**PROVIDED ENTRIES**

## Start

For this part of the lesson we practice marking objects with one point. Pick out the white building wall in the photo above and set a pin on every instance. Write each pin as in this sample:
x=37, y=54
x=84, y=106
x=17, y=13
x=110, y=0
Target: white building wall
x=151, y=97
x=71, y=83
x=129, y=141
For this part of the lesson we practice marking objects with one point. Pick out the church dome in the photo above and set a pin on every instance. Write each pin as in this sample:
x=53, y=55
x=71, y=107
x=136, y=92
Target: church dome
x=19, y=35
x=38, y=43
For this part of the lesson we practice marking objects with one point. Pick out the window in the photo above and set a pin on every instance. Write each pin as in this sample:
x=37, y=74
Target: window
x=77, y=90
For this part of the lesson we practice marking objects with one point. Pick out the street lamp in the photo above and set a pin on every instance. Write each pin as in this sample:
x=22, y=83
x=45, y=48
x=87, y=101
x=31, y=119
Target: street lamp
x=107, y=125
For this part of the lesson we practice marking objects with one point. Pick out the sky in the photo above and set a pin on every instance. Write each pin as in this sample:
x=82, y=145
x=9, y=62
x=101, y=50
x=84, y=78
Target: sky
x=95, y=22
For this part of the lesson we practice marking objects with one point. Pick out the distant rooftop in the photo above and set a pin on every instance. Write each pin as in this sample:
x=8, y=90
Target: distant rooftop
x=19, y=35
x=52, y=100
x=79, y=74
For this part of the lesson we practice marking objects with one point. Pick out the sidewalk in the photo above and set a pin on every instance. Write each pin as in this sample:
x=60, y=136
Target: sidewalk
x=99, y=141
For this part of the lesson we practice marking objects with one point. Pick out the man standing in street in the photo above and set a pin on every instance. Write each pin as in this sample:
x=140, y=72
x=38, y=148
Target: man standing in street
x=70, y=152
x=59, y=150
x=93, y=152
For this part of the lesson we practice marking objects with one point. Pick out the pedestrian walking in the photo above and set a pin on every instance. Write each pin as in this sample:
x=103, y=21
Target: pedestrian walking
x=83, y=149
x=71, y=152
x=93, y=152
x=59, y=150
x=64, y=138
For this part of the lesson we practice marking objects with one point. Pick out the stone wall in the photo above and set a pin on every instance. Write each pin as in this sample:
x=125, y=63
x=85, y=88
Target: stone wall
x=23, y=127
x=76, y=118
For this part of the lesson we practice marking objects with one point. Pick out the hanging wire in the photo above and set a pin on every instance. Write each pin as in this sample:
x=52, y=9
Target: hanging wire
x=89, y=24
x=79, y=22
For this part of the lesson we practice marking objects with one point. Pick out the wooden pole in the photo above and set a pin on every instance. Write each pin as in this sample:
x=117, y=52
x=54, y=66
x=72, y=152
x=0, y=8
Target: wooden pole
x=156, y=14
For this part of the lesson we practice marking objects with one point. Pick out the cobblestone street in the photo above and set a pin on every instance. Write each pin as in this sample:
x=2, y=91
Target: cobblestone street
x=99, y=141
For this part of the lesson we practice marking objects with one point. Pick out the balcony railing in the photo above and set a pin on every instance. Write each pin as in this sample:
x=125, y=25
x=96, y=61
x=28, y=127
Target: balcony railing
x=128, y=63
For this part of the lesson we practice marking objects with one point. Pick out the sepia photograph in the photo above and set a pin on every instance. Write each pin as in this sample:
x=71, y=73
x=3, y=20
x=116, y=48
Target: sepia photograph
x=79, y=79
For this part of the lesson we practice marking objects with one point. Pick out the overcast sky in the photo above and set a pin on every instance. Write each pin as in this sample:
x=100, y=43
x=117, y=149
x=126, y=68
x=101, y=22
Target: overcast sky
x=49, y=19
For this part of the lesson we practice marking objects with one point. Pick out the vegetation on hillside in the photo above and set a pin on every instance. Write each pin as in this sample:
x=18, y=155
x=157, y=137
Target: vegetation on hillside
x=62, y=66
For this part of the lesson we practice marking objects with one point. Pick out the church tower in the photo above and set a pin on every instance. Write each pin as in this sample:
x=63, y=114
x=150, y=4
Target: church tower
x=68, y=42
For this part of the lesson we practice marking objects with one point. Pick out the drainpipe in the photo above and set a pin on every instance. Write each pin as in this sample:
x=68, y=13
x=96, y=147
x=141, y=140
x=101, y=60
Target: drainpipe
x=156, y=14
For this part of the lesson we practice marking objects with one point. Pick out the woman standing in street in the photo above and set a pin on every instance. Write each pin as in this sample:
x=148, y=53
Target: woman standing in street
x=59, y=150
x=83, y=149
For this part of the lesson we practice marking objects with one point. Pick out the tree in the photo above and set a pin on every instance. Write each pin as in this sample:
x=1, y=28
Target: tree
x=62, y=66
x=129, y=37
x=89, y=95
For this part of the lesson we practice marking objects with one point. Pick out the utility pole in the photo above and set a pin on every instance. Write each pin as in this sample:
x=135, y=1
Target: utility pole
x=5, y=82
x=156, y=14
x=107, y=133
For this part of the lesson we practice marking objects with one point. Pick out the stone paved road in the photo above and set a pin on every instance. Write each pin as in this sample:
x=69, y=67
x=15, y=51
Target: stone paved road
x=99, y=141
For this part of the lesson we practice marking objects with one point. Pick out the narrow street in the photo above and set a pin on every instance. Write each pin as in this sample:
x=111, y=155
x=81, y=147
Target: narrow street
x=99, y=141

## End

**WORK TO BE COMPLETED**
Repeat the listing in full, keeping every line exactly as it is.

**EXERCISE RESPONSE**
For this part of the lesson we practice marking objects with one point. Pick out the white building wall in the photo above and set a pin on every instance. Write each pin as in this sample:
x=37, y=54
x=84, y=106
x=17, y=13
x=110, y=0
Target: white building wall
x=151, y=97
x=71, y=83
x=129, y=141
For this part of the lesson we practice marking objects with one point. Pick out the church dome in the photo above and set a pin on every instance. Write each pin as in this sample:
x=53, y=55
x=71, y=107
x=136, y=92
Target: church dome
x=19, y=35
x=38, y=43
For this part of the lesson we practice marking objects with one point. Pick out the window in the photo above and set a pin on every instance. Write each pin as in this sample:
x=37, y=74
Target: window
x=77, y=90
For this part of the lesson we practice marking objects with one point. Pick out the street lamp in the photo above and set a pin on every instance. Write each pin as in this sample:
x=22, y=83
x=45, y=48
x=87, y=101
x=31, y=119
Target: street lamp
x=107, y=125
For this part of the lesson we practice marking objects with one point. Pick out the sky in the photo above and set a pin on every instance. Write each pin as in this sample:
x=82, y=145
x=9, y=62
x=101, y=50
x=84, y=78
Target: sky
x=95, y=22
For this part of the lesson we practice marking objects with one point. Pick out the distant rooftop in the photo above and set a pin on every instance. Write each pin as in this sample:
x=8, y=90
Target: distant rooftop
x=19, y=35
x=52, y=100
x=79, y=74
For this part of the lesson we practice marking objects with one point. Pick out the sidewalk in the photo above and set a pin on every instance. Write each pin as in this sample:
x=60, y=136
Target: sidewalk
x=99, y=141
For this part of the lesson we practice marking objects with one point. Pick out the man standing in street in the photo above and set a pin on every instance. Write each pin as in this sample:
x=140, y=72
x=38, y=148
Target: man standing in street
x=70, y=152
x=59, y=150
x=93, y=152
For this part of the lesson we practice marking objects with one point. Pick out the pedestrian walking in the photo above and set a pin on every instance. Write each pin as in this sample:
x=103, y=21
Target: pedestrian walking
x=83, y=149
x=71, y=152
x=93, y=152
x=59, y=150
x=64, y=138
For this part of the lesson we practice marking objects with one point. Pick out the stone wall in the photo above and set a pin on every instance. Write each pin as in this sample:
x=125, y=63
x=85, y=88
Target: stone wall
x=23, y=127
x=76, y=118
For this part of the lesson we practice marking objects with one point. Pick out the hanging wire in the photo above and set a pin on every instance. Write each pin as in this sample:
x=52, y=9
Target: hanging wire
x=89, y=24
x=79, y=22
For this part of the lesson we practice marking objects with one point. Pick out the wooden pole in the photo above and set a pin on every instance. Write each pin as in this sample:
x=117, y=52
x=54, y=66
x=72, y=152
x=0, y=8
Target: wooden pole
x=156, y=14
For this part of the lesson we practice marking objects with one point. Pick out the cobblestone street in the photo above and set a pin on every instance. Write each pin as in this sample:
x=2, y=91
Target: cobblestone street
x=99, y=141
For this part of the lesson we practice marking objects with one point. Pick out the balcony railing in the photo above and set a pin on every instance. Write each pin as in this sample:
x=125, y=25
x=96, y=61
x=28, y=127
Target: balcony railing
x=128, y=63
For this part of the lesson we practice marking objects with one point. Pick out the sepia photograph in the photo above and set a pin on every instance. Write each pin as in this sample:
x=71, y=73
x=3, y=20
x=116, y=48
Target: sepia photograph
x=79, y=79
For this part of the lesson we practice marking objects with one point. Pick out the overcast sky in the photo above and set a pin on every instance. Write each pin as in this sample:
x=100, y=43
x=117, y=149
x=126, y=68
x=101, y=22
Target: overcast sky
x=49, y=19
For this part of the lesson we practice marking objects with one point. Pick out the vegetation on hillside in the photo above and set a pin on every instance. Write each pin as in this sample:
x=18, y=155
x=157, y=137
Target: vegetation on hillside
x=62, y=66
For this part of the lesson we practice marking objects with one point. Pick out the church tower in the photo above and set a pin on every instance. Write each pin as in this sample:
x=63, y=114
x=150, y=4
Target: church tower
x=68, y=42
For this part of the lesson we practice marking objects with one point. Pick out the drainpipe in the photo above and set a pin on every instance. Write each pin as in this sample:
x=68, y=13
x=96, y=147
x=141, y=140
x=101, y=60
Target: drainpipe
x=156, y=14
For this part of the lesson we practice marking objects with one point. Pick out the woman standing in street in the photo above and set a pin on every instance. Write each pin as in this sample:
x=148, y=53
Target: woman standing in street
x=59, y=150
x=83, y=149
For this part of the lesson we practice marking objects with one point. Pick out the tree in the photo above and set a pin on every instance. Write each pin as in this sample:
x=1, y=28
Target: tree
x=62, y=66
x=129, y=37
x=89, y=95
For this part of the lesson we practice marking objects with one point. Pick out the utility pole in the photo above and set a pin on every instance. Write each pin as in this sample:
x=135, y=1
Target: utility pole
x=5, y=82
x=156, y=14
x=107, y=133
For this part of the lesson we practice marking objects with one point. Pick out the stone paved road in the photo above and set a pin on every instance. Write each pin as in this sample:
x=69, y=67
x=15, y=51
Target: stone paved road
x=99, y=141
For this part of the lesson we practice marking objects with one point. Pick out the narrow street in the photo above and set a pin on every instance. Write each pin as in this sample:
x=111, y=155
x=81, y=147
Target: narrow street
x=99, y=141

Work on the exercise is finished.